== Extrait

Des décors refaits, des indications claires pour vous suggérer quel vin boire avec tel plat et, en prime, une station pour déguster sur place la meilleure des bouteilles: les investissements de la SAQ ont un tel effet que le monopole d'État prévoit hausser son dividende de trois millions au gouvernement l'an prochain, récession ou pas.

Lyne Rodrigue nous donne rendez-vous au Carrefour Candiac, à l'intersection des autoroutes 15 et 30, bien loin de l'ambiance des grandes caves et des vignobles centenaires. Ici, dans ce qui a encore l'air d'un ancien champ bétonné, la directrice du développement immobilier de la Société des alcools nous présente son bébé, la SAQ nouveau genre.

 

Pour créer cette SAQ au goût du jour, la direction a d'abord fait ce constat: que les clients soient de petits ou de grands consommateurs, tous veulent en savoir davantage sur les produits qu'ils achètent. «On cherchait à aider le client», explique Mme Rodrigue.

De l'aide? On va jusqu'à leur faire goûter le vin! Ainsi, les consommateurs peuvent s'offrir 30 ml (une toute petite once) de plusieurs gammes de vins.

À Candiac, par exemple, les distributeurs réfrigérés offrent 16 choix, dont une bouteille de Tyre Madiran 2000 à 115$. Pour moins de 5,65$, on peut s'en offrir un fond de verre.

«Je vois des gens qui viennent tous les week-ends», souligne Serge Rousseau, en expliquant le fonctionnement des machines. La formule est simple. On achète une carte à puce qu'on charge de la valeur voulue à la caisse, on l'insère dans le distributeur et hop! le tour est joué.

«Les vins qui fonctionnent le plus, ce sont les plus chers», souligne encore M. Rousseau.

Faites un petit calcul, et vous constaterez que la SAQ hausse son profit de 26,25$ sur la bouteille de Tyre. «En deux ans et demi, les machines sont payées», dit la directrice du développement immobilier.

À côté des distributrices, on a même installé une station internet où les clients qui veulent en savoir plus sur les vins qu'ils viennent de déguster peuvent parfaire leurs connaissances.

Des pastilles colorées

L'aide aux clients prend aussi la forme de petits cercles, huit pastilles de différentes couleurs qui permettent aux clients de trouver facilement les vins qui se marient le mieux avec les plats qu'ils mangeront. Pour le magret de canard, il faut chercher la pastille bordeaux. Pour la salade de fruits, c'est la pastille vert pâle. La rondelle est apposée sur les étagères. D'ici à la fin de l'été, même les vieilles succursales de la SAQ verront arriver les pastilles.

====

## Travail demandé
A) Répondez à ces questions sur l'extrait :
(i) Où Lyne Rodrigue donne-t-elle rendez-vous ?
(ii) Combien de choix offrent les distributeurs réfrigérés à Candiac ?
(iii) Quelle pastille faut-il chercher pour le magret de canard ?
B) Recopiez tout le passage de l'extrait, depuis « Pour créer cette » jusqu'à « gammes de vins. ».

== Données saisies

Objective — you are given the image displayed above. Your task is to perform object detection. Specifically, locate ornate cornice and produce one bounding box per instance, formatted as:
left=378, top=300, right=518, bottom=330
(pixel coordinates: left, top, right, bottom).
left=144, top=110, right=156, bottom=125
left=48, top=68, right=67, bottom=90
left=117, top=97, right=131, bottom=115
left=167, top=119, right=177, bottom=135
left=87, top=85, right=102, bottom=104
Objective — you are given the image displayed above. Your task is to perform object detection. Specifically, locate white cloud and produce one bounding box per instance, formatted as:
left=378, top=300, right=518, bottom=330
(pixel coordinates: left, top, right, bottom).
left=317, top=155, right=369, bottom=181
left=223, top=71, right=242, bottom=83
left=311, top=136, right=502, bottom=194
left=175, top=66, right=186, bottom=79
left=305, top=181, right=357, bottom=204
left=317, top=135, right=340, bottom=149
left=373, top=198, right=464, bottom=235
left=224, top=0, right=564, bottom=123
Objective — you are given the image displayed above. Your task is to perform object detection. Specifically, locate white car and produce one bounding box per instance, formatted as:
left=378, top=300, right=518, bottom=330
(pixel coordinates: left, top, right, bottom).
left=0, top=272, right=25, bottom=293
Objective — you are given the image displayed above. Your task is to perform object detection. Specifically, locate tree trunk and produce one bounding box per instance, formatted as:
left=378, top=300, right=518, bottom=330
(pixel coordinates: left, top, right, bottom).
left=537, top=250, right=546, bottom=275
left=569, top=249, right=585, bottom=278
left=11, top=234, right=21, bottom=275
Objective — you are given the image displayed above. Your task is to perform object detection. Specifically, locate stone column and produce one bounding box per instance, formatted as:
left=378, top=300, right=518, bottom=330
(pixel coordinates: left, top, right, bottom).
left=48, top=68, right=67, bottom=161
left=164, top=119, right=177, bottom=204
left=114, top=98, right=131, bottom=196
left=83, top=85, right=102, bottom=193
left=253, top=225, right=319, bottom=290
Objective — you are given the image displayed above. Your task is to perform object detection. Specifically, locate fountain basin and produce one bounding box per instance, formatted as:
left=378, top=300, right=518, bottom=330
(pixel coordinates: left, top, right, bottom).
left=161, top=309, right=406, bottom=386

====

## Les réponses
A)
(i) Au Carrefour Candiac, à l'intersection des autoroutes 15 et 30.
(ii) 16 choix.
(iii) La pastille bordeaux.

B)
Pour créer cette SAQ au goût du jour, la direction a d'abord fait ce constat: que les clients soient de petits ou de grands consommateurs, tous veulent en savoir davantage sur les produits qu'ils achètent. «On cherchait à aider le client», explique Mme Rodrigue.

De l'aide? On va jusqu'à leur faire goûter le vin! Ainsi, les consommateurs peuvent s'offrir 30 ml (une toute petite once) de plusieurs gammes de vins.